• Exercise brief: Show each line of the entries below in which the word "positive" appears.

• Record set:
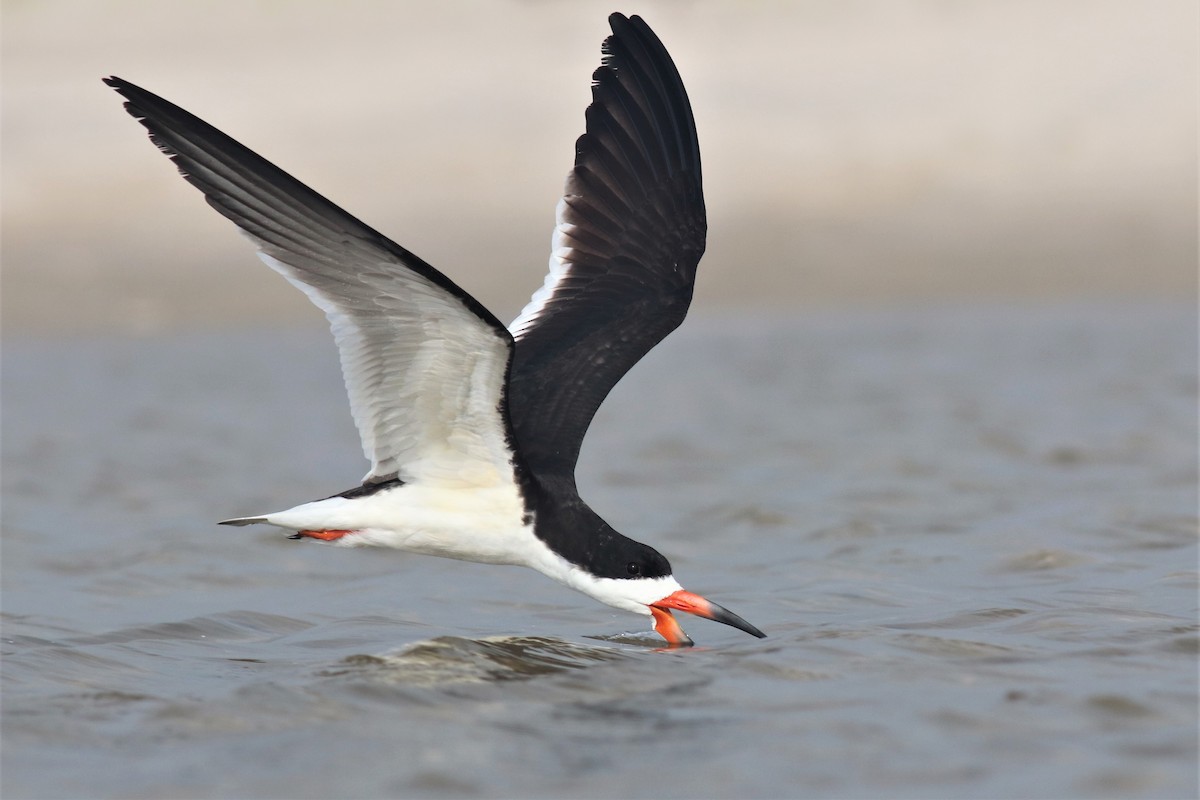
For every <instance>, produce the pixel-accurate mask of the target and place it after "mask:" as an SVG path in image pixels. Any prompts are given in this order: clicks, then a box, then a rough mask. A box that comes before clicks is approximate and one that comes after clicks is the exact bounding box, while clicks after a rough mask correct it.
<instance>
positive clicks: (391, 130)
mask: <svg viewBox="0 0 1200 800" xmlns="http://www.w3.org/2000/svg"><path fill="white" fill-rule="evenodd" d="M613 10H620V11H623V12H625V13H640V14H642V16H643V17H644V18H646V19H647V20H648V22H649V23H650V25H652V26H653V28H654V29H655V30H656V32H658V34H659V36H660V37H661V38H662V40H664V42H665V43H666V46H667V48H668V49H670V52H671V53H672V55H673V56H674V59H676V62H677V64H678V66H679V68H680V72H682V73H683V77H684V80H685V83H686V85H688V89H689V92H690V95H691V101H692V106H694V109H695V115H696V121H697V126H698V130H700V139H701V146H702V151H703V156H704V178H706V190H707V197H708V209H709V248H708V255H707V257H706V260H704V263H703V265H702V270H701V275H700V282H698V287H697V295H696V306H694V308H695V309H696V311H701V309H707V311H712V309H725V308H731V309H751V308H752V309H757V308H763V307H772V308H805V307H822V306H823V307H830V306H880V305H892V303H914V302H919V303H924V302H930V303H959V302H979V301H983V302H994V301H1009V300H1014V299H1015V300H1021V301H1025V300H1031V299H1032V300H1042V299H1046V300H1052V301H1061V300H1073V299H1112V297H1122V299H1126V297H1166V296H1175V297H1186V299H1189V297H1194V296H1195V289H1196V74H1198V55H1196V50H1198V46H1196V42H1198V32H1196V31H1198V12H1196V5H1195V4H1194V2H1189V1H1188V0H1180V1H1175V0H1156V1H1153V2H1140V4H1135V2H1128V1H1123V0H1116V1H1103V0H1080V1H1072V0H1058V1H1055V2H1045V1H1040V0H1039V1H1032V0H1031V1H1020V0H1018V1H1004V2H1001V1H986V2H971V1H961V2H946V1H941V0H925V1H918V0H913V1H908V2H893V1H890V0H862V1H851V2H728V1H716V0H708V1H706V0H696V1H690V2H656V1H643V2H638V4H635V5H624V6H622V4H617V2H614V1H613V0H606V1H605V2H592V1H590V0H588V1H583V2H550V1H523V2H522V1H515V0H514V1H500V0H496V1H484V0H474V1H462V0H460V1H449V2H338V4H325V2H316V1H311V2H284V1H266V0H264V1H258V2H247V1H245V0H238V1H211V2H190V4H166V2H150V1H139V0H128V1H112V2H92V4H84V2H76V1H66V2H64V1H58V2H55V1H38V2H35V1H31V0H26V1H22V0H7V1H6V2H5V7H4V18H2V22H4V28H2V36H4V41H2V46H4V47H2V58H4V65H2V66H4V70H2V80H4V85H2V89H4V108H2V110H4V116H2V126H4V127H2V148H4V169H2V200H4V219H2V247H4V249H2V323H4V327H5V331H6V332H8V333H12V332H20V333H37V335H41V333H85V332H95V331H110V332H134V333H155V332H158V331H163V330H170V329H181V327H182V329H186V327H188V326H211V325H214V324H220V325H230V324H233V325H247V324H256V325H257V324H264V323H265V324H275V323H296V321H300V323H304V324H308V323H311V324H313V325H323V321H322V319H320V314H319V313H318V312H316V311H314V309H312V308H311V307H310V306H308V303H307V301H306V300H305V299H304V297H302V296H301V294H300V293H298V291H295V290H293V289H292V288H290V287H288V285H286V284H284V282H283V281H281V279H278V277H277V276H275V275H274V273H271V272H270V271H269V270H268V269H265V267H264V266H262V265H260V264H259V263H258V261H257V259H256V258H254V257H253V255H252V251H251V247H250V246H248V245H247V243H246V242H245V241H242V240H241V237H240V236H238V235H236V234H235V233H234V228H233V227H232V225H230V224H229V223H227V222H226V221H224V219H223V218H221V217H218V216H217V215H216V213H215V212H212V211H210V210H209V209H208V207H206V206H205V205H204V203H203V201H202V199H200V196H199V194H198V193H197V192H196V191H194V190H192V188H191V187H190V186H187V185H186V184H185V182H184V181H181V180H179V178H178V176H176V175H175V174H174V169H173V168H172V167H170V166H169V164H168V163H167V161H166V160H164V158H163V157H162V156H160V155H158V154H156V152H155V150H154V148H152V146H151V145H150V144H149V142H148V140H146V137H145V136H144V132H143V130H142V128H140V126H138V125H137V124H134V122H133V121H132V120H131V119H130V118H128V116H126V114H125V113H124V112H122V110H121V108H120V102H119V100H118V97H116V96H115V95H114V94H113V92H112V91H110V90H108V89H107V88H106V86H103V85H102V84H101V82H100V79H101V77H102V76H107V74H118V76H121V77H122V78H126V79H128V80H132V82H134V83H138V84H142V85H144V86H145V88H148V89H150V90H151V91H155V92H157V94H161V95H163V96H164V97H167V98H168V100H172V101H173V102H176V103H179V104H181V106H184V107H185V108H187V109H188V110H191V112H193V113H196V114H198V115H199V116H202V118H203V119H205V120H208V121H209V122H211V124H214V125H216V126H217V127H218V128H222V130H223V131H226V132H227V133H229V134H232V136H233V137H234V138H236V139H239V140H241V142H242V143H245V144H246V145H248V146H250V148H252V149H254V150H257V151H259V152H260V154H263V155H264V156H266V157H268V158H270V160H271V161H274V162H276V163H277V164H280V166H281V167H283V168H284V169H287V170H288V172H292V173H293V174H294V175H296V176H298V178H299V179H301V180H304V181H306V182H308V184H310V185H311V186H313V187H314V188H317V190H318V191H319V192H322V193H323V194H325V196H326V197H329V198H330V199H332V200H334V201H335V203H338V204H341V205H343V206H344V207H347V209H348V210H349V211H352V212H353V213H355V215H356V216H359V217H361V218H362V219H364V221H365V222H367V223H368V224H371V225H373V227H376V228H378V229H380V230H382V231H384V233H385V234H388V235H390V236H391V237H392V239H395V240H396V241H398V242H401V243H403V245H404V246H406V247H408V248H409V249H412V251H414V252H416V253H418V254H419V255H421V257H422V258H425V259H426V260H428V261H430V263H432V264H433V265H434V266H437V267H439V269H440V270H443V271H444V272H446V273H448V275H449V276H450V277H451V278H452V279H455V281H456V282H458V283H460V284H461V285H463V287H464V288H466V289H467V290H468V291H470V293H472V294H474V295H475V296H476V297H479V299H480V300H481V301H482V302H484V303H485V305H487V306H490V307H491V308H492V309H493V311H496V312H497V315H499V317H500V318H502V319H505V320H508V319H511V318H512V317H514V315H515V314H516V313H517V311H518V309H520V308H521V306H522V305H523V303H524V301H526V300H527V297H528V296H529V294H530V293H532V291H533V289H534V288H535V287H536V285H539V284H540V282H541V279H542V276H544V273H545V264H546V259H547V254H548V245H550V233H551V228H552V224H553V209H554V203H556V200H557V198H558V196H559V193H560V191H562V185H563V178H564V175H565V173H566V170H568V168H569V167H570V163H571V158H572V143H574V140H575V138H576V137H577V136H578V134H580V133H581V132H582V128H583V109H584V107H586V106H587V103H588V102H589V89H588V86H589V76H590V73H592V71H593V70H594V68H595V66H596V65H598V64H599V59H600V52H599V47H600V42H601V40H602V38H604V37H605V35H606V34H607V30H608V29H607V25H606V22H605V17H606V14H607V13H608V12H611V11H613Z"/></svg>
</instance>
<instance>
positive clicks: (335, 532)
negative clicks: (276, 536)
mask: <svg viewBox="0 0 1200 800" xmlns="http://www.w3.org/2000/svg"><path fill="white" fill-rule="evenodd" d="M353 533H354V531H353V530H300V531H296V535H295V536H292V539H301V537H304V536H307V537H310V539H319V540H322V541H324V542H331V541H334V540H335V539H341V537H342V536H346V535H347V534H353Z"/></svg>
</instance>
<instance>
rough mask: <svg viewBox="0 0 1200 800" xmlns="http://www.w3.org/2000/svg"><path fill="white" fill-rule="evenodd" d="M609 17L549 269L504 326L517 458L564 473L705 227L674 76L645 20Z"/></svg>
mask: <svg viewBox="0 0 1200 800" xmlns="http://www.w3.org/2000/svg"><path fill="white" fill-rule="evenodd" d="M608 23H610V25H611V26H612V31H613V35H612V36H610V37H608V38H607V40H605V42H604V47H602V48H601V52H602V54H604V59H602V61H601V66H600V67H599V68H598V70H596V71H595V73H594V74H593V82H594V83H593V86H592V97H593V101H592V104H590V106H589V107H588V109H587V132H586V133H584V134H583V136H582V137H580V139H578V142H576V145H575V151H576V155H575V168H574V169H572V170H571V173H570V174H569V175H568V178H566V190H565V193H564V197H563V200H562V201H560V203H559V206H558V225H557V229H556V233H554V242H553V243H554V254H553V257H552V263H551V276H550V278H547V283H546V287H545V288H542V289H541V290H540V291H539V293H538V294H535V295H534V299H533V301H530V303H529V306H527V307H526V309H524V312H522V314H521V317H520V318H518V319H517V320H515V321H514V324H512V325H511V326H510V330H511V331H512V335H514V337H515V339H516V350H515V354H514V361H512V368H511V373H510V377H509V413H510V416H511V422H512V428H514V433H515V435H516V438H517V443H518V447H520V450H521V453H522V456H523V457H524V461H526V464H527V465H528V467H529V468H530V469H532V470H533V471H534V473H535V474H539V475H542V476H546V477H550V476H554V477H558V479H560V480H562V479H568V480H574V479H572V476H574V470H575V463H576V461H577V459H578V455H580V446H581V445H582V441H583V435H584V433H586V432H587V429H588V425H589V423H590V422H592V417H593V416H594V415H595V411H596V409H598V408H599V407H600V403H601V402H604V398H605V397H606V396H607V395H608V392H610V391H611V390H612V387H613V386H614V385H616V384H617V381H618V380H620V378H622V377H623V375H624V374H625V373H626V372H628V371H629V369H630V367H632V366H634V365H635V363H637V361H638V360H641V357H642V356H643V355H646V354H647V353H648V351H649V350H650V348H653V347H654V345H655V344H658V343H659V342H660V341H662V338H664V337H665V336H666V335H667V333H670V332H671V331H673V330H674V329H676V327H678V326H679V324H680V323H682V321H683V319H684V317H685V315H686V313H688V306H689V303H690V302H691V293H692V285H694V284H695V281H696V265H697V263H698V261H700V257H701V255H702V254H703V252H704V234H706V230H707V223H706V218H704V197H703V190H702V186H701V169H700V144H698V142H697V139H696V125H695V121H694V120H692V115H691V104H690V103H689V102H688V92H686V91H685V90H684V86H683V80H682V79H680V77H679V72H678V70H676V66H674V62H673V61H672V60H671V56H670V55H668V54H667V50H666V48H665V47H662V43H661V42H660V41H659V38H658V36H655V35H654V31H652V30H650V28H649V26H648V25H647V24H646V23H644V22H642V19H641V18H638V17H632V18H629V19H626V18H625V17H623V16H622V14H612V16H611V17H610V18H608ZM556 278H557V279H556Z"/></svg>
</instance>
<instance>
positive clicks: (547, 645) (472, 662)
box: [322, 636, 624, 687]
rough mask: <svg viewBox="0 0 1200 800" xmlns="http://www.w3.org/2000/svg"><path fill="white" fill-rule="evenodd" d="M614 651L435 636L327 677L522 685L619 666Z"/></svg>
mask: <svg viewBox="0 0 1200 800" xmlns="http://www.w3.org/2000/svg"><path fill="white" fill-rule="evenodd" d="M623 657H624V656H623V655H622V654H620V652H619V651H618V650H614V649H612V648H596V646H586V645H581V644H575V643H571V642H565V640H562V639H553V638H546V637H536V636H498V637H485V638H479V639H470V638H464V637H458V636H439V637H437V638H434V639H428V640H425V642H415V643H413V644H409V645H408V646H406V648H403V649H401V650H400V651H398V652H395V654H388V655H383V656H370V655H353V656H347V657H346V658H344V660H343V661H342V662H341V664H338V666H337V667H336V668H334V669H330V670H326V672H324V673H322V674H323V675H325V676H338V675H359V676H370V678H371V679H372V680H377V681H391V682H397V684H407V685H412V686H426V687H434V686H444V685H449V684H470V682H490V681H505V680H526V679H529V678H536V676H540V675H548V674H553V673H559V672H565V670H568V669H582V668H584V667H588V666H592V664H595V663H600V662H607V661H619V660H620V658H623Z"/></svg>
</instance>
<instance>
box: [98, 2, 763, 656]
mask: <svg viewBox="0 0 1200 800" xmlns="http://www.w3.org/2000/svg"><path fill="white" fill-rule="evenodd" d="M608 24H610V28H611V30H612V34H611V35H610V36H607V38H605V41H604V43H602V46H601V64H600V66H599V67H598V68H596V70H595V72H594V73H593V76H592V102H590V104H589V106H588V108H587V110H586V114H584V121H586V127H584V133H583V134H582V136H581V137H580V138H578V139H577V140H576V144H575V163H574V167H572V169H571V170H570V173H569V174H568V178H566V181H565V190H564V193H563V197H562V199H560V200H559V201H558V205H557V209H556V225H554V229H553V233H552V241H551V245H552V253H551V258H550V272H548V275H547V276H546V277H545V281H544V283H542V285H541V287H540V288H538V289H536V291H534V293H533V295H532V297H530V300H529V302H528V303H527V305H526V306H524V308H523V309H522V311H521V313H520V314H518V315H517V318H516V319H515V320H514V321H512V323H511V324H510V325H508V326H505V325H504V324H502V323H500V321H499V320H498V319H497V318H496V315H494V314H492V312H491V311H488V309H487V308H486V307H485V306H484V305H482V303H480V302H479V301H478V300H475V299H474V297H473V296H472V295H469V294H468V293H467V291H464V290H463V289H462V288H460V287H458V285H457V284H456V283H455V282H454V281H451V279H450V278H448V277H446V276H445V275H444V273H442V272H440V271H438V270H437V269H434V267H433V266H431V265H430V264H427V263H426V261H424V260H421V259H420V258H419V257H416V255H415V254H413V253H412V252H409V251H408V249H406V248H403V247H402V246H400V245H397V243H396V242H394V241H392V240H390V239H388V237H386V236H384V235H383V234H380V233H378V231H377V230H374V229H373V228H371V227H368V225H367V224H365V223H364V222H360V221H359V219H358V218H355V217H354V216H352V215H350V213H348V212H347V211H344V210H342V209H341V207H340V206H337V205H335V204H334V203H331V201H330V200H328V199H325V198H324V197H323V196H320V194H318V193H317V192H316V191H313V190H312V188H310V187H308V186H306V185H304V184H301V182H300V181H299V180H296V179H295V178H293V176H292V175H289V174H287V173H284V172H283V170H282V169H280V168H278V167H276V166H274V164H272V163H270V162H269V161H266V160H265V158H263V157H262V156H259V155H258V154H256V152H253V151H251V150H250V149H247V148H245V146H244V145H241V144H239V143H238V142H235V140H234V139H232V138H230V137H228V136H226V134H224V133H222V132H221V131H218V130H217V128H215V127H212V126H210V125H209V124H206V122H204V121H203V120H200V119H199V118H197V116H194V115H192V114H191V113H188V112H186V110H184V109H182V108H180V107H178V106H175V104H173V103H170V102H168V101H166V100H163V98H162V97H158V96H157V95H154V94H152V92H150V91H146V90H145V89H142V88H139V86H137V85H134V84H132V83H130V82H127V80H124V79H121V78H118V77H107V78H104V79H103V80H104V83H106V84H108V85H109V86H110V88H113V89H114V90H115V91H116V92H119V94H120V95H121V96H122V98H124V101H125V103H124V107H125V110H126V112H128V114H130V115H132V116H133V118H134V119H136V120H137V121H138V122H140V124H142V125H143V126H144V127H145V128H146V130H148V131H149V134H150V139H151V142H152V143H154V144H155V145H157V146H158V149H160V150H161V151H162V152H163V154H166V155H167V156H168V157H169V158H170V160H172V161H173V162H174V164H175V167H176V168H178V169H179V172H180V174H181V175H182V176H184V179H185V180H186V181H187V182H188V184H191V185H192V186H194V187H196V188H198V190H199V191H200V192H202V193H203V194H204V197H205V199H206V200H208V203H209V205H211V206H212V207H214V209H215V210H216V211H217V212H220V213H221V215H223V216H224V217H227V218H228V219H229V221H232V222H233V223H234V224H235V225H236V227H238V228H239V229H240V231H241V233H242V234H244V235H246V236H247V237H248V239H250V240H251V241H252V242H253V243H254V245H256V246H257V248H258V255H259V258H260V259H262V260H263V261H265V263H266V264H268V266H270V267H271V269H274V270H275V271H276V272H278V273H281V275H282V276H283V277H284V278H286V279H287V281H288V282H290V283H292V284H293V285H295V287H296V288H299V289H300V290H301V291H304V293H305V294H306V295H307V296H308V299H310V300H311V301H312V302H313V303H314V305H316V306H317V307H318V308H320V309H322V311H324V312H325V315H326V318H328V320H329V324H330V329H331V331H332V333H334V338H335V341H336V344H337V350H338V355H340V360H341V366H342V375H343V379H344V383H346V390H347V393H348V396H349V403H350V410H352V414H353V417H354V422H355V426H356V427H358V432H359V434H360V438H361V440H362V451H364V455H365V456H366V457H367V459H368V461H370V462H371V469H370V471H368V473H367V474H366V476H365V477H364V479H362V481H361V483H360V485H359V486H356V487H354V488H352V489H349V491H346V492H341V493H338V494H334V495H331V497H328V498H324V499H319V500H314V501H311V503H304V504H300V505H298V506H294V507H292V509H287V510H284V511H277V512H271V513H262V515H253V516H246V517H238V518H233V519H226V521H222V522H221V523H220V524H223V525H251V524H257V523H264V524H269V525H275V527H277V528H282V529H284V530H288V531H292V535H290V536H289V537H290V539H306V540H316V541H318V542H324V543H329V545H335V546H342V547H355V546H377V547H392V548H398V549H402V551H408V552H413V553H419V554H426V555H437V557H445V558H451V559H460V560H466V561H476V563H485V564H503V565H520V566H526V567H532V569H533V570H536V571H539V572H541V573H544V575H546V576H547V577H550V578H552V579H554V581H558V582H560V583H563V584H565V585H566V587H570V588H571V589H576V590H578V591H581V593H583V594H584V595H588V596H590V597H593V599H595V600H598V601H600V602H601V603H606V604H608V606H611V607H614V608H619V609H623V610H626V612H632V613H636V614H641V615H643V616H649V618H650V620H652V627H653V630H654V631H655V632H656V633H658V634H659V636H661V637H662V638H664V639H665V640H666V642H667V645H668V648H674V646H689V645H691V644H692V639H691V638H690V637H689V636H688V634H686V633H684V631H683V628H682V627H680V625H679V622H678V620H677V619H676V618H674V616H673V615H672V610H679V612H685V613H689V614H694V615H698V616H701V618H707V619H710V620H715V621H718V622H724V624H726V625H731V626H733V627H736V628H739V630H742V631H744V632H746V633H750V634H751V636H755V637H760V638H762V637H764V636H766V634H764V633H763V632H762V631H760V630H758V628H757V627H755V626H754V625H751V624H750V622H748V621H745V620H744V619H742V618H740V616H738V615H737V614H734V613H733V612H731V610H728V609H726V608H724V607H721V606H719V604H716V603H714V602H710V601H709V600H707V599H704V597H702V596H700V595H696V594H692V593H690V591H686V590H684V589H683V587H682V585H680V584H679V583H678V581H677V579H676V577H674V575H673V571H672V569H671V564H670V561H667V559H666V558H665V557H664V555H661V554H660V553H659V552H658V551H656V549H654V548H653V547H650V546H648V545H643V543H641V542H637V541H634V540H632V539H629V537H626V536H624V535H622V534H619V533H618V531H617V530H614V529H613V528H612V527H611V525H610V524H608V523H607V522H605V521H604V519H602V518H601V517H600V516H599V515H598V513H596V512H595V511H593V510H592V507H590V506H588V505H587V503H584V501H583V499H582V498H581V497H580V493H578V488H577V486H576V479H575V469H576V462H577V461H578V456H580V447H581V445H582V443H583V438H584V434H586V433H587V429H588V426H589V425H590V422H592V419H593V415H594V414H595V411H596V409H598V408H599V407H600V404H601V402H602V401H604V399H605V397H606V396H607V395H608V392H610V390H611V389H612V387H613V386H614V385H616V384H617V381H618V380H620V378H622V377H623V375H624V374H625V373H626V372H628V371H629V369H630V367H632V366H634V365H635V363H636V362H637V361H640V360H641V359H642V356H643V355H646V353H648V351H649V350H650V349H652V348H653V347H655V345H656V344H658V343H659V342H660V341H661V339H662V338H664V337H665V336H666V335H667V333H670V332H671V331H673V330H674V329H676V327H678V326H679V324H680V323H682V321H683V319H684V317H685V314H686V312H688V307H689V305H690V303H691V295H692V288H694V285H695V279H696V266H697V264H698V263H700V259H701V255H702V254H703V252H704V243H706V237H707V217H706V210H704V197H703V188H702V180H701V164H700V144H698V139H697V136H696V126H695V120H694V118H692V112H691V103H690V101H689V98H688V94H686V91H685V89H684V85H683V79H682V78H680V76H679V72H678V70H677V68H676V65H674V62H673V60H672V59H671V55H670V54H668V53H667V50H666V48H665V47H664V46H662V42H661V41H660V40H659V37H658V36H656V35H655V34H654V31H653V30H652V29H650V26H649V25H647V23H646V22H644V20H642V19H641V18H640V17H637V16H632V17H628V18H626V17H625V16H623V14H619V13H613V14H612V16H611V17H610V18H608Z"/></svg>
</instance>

• Result of this task:
positive clicks: (391, 130)
positive clicks: (335, 532)
positive clicks: (547, 645) (472, 662)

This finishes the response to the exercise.